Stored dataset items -
Start of Block
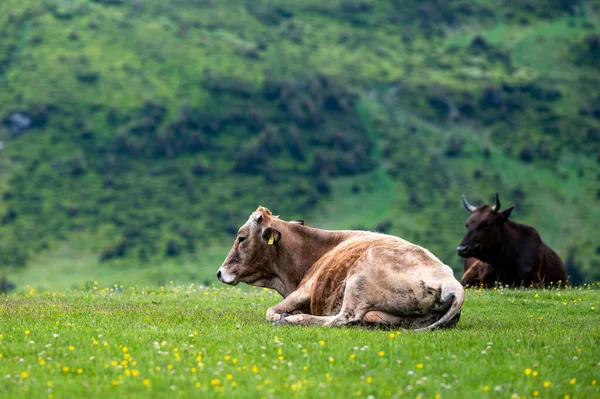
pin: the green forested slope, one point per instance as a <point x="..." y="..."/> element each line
<point x="138" y="135"/>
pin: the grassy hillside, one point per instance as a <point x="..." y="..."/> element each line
<point x="194" y="341"/>
<point x="136" y="136"/>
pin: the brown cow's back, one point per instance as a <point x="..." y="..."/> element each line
<point x="328" y="274"/>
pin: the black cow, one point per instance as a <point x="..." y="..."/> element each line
<point x="515" y="251"/>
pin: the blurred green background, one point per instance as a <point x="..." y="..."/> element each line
<point x="136" y="136"/>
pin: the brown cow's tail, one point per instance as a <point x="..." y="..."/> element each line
<point x="455" y="298"/>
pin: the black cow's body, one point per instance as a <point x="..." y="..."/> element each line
<point x="515" y="251"/>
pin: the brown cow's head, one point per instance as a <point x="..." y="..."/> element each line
<point x="252" y="257"/>
<point x="484" y="229"/>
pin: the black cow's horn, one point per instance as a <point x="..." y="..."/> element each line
<point x="496" y="207"/>
<point x="468" y="206"/>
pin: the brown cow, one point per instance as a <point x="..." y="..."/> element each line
<point x="478" y="274"/>
<point x="337" y="278"/>
<point x="516" y="252"/>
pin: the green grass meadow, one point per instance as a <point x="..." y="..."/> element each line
<point x="194" y="341"/>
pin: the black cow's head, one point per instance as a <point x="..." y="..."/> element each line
<point x="484" y="228"/>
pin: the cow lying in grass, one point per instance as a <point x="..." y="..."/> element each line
<point x="338" y="278"/>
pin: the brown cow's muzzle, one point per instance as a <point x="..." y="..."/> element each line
<point x="226" y="277"/>
<point x="464" y="251"/>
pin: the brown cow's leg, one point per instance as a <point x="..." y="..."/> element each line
<point x="352" y="311"/>
<point x="296" y="300"/>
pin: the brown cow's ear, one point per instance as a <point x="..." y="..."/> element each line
<point x="271" y="236"/>
<point x="506" y="213"/>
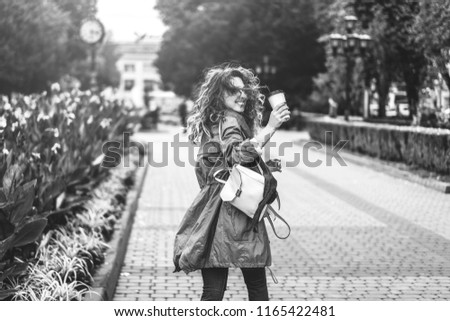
End of Block
Task statement - An exact copy of the entries above is needed, with the pictures removed.

Solution to this exercise -
pin: the green forested slope, one point per instance as a <point x="..." y="..."/> element each line
<point x="138" y="135"/>
pin: the grassy hillside, one point per instance as a <point x="..." y="..."/> element each line
<point x="194" y="341"/>
<point x="136" y="136"/>
pin: the brown cow's back, one point per instance as a <point x="..." y="..."/> element each line
<point x="328" y="274"/>
pin: the black cow, one point per instance as a <point x="..." y="..."/> element each line
<point x="515" y="251"/>
pin: the blurred green background, one point per instance as a <point x="..." y="..."/> element each line
<point x="136" y="136"/>
pin: the brown cow's tail, one point per instance as a <point x="..." y="..."/> element each line
<point x="455" y="298"/>
pin: the black cow's body, one point per instance as a <point x="..." y="..."/> element each line
<point x="515" y="251"/>
pin: the brown cow's head, one point per instance as a <point x="..." y="..."/> element each line
<point x="252" y="257"/>
<point x="484" y="229"/>
pin: the black cow's horn, one point per instance as a <point x="..." y="..."/> element each line
<point x="496" y="207"/>
<point x="468" y="206"/>
pin: the brown cow, one point per instance as a <point x="..." y="..."/> element each line
<point x="478" y="274"/>
<point x="337" y="278"/>
<point x="516" y="252"/>
pin: the green grass meadow, one point per instance as a <point x="..." y="..."/> element each line
<point x="194" y="341"/>
pin: the black cow's head, one point per instance as a <point x="..." y="..."/> element each line
<point x="484" y="228"/>
pin: the cow lying in grass, one point per instance as a <point x="..." y="..."/> element each line
<point x="338" y="278"/>
pin: the brown cow's muzzle, one point per instance as a <point x="..." y="..."/> element each line
<point x="226" y="277"/>
<point x="464" y="251"/>
pin: the brown cow's leg, one point per instance as a <point x="..." y="..."/> element each line
<point x="352" y="311"/>
<point x="296" y="300"/>
pin: the brown cow's ear, one point per instance as a <point x="..." y="..."/> element each line
<point x="271" y="236"/>
<point x="506" y="213"/>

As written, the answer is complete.